- [Request]:
Select every line below that contains the string "target", and copy each one.

- [Source data]:
----
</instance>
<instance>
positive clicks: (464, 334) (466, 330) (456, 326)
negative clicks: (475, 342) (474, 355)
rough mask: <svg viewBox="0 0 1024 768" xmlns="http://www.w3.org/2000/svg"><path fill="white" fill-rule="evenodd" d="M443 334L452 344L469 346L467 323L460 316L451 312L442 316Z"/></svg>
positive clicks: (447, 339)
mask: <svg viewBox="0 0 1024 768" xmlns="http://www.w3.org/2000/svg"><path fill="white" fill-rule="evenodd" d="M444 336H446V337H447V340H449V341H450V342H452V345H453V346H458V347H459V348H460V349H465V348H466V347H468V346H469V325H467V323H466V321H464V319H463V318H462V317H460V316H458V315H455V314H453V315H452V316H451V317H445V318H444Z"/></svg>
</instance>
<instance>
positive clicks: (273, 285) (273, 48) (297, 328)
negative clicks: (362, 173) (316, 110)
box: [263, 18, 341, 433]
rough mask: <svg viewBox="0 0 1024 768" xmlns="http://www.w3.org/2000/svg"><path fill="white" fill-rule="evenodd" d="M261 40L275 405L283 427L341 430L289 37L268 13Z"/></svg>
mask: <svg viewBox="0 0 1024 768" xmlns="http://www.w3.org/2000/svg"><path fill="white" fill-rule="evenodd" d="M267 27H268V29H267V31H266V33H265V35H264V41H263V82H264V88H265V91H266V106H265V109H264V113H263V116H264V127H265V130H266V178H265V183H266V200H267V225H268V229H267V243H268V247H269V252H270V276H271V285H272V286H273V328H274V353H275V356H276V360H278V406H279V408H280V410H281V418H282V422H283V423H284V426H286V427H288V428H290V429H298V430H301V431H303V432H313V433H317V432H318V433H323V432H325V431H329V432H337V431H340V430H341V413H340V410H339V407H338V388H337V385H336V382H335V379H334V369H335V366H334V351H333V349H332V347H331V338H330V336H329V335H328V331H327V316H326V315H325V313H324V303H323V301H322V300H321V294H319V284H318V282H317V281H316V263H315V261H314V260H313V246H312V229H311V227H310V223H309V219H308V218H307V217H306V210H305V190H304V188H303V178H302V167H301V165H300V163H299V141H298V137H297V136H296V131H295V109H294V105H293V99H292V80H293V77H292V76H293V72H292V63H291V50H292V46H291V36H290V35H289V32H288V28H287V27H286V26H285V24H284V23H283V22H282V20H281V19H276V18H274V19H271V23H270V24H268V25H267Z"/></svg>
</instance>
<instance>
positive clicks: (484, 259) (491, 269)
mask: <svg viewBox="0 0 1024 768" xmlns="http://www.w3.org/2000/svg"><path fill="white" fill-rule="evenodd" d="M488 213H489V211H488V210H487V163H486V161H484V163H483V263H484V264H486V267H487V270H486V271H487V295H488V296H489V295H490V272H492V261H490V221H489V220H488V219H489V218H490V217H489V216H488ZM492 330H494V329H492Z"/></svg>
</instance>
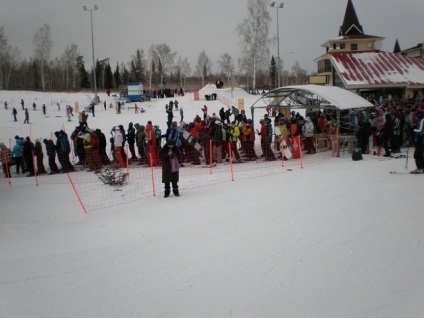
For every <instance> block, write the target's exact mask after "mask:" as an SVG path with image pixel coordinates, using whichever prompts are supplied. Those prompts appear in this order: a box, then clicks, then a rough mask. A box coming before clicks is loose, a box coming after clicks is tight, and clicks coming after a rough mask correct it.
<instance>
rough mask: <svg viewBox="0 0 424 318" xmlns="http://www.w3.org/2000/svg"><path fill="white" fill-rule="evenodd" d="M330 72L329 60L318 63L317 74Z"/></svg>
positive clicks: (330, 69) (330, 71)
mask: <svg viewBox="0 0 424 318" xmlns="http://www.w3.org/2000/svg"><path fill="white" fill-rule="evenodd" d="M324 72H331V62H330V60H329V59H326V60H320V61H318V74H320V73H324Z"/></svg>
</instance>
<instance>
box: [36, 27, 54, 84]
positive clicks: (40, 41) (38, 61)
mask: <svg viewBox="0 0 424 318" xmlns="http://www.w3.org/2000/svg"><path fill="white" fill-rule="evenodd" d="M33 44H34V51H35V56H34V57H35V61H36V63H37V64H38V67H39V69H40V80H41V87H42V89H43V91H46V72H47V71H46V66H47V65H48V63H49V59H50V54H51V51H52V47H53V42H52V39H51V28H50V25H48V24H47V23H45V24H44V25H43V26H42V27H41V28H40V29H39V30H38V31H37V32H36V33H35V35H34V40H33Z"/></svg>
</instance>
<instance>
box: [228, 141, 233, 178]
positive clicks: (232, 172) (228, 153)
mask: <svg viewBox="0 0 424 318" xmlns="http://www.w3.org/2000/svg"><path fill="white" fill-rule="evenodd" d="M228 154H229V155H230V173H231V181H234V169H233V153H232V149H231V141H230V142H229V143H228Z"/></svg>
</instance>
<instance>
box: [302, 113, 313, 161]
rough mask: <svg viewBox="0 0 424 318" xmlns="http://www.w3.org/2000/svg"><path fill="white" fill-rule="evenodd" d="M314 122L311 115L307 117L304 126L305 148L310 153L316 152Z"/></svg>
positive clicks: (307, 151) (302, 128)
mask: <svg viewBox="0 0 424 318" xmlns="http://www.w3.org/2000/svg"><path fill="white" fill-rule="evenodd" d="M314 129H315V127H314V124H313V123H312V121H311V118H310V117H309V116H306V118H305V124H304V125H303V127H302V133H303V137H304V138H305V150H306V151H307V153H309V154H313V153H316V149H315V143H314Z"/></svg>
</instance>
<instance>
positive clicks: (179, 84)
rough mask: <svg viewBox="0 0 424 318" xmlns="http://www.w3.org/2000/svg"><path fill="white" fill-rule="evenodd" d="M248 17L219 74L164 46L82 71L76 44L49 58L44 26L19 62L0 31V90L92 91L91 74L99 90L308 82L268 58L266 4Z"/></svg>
----
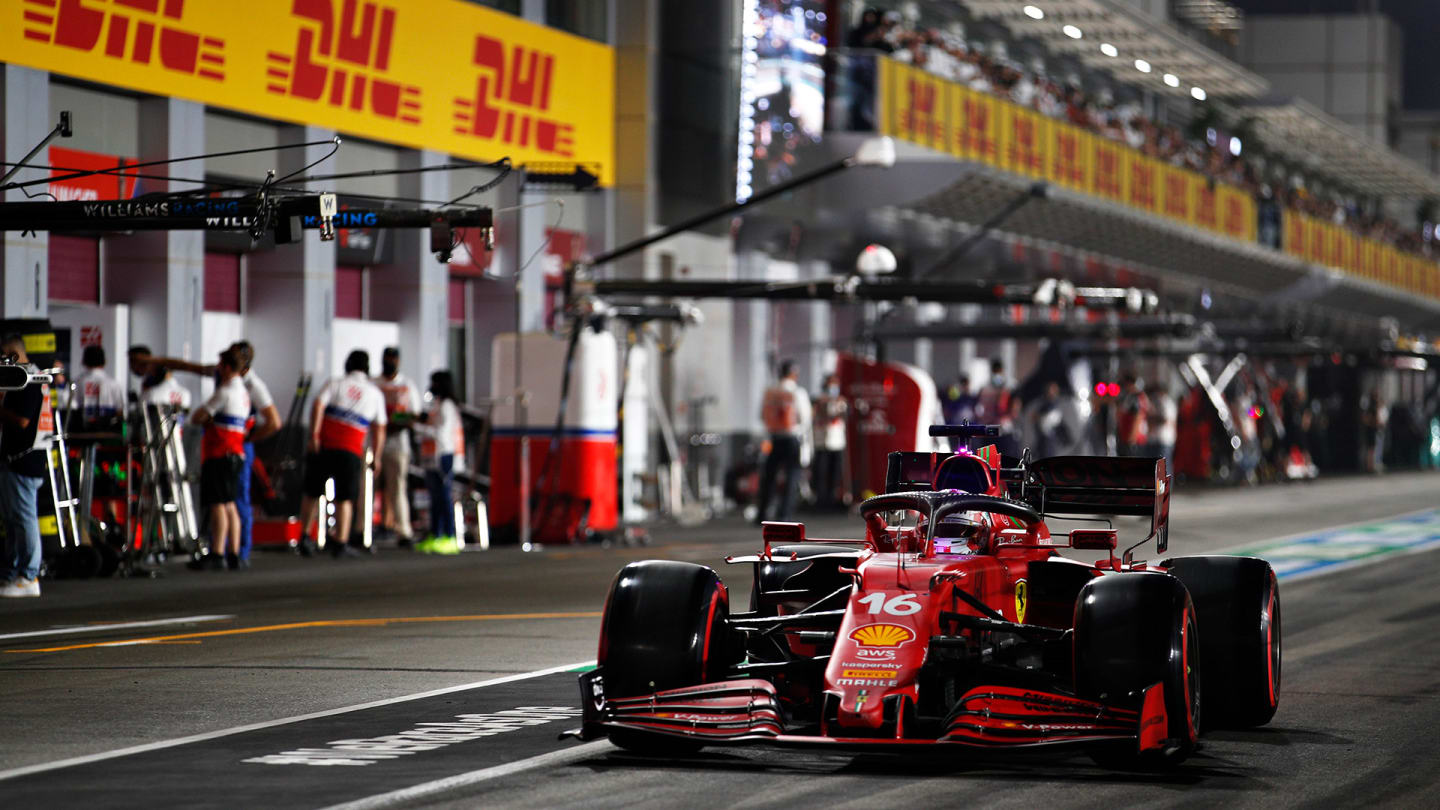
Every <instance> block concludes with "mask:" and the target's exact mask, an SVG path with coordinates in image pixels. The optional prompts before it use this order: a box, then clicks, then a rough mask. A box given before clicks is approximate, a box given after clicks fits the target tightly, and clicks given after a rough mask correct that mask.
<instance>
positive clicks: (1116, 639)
----
- [Your solution]:
For every <instance> block, write the target's exact mask after "mask:" as an SVG path with image pixel coordinates, using whichever prompts are supplied. Those prompts appear in this order: a box, then clicks, then a rough mask. A box coming before clicks is loose, a box coming after clicks is tight, and clicks coming after a rough mask correct it.
Every <instance> block concludes with "mask:" and the target's exact mask, an SVG path with coordinates in image pixels. The optional prompts before it use this order: a box, then clicks, then a rough mask. A box given before clicks is approximate, a box given after clicks fits the target tightly, and clicks given after a rough mask correct that mask.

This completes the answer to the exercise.